__Instructions for the task__: Please pick out every line of the data below that contains the word "vertical", treating uppercase and lowercase as different, and copy each of those lines in full.

Data from a data collection
#####

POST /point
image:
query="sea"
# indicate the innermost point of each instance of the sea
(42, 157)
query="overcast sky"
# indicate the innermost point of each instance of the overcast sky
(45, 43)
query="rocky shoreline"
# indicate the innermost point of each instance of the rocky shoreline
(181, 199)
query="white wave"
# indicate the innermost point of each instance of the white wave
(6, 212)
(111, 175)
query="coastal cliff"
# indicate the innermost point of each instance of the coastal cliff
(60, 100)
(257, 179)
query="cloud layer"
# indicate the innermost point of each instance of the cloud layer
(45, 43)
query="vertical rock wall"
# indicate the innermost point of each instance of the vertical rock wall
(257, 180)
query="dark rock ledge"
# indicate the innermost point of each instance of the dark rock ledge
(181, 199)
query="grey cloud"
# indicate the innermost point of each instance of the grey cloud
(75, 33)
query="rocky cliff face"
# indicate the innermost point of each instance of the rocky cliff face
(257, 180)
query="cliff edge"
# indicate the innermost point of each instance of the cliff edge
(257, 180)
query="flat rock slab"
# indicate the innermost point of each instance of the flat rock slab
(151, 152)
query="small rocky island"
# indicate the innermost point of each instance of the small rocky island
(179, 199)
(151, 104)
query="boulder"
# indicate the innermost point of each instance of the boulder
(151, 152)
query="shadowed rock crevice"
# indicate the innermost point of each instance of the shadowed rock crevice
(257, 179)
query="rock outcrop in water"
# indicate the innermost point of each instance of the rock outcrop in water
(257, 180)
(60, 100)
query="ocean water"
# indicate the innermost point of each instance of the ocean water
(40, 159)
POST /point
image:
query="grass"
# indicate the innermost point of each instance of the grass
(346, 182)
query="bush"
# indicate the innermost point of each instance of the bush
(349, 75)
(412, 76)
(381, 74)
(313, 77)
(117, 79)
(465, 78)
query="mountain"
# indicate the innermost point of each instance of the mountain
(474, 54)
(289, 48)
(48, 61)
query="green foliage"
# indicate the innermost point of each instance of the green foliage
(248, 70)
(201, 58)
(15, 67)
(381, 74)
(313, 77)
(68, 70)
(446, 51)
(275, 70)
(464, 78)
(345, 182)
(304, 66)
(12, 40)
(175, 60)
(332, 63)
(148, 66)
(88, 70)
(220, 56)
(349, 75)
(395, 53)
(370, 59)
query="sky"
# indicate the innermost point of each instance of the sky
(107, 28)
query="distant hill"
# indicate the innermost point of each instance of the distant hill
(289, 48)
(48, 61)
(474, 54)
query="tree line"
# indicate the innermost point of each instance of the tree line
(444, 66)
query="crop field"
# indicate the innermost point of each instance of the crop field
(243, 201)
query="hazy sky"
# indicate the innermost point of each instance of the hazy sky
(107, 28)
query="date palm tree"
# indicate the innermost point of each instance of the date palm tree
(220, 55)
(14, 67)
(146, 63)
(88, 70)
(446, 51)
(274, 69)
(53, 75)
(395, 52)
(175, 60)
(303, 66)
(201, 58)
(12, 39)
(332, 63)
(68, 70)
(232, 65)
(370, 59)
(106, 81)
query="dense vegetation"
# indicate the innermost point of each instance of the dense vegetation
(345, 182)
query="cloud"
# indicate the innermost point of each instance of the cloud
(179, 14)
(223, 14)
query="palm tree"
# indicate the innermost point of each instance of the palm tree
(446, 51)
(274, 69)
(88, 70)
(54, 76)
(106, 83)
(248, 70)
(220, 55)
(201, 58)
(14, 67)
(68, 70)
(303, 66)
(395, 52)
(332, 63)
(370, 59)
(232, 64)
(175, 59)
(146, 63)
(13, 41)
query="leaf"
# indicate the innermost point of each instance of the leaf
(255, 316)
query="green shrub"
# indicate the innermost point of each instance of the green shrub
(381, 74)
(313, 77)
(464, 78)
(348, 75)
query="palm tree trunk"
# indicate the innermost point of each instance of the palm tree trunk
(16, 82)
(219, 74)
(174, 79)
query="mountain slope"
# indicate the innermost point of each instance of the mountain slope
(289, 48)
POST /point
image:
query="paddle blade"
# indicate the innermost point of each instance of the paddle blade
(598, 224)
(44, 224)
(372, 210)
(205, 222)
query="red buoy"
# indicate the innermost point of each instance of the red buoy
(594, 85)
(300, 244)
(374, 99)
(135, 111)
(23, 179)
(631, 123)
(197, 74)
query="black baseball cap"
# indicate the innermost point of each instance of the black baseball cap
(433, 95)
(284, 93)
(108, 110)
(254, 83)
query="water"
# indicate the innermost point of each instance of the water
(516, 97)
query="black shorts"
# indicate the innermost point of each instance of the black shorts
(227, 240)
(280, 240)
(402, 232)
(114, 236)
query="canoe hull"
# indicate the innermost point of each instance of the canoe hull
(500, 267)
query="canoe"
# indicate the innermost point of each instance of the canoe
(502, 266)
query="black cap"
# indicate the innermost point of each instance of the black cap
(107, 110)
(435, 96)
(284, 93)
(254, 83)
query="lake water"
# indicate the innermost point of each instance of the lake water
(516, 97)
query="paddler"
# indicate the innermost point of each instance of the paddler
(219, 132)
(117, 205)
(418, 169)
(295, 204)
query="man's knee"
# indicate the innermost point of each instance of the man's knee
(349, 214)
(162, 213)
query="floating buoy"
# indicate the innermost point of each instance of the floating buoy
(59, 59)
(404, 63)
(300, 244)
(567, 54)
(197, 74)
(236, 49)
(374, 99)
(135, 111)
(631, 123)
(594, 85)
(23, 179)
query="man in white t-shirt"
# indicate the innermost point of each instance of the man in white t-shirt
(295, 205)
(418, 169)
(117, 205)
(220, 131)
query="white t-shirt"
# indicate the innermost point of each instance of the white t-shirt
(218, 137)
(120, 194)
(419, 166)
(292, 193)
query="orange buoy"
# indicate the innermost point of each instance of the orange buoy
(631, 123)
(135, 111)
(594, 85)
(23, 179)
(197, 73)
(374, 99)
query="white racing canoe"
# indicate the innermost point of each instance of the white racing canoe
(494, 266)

#####

__Output for this exercise__:
query="vertical rock wall"
# indicate the innermost point of each instance of the vertical rock wall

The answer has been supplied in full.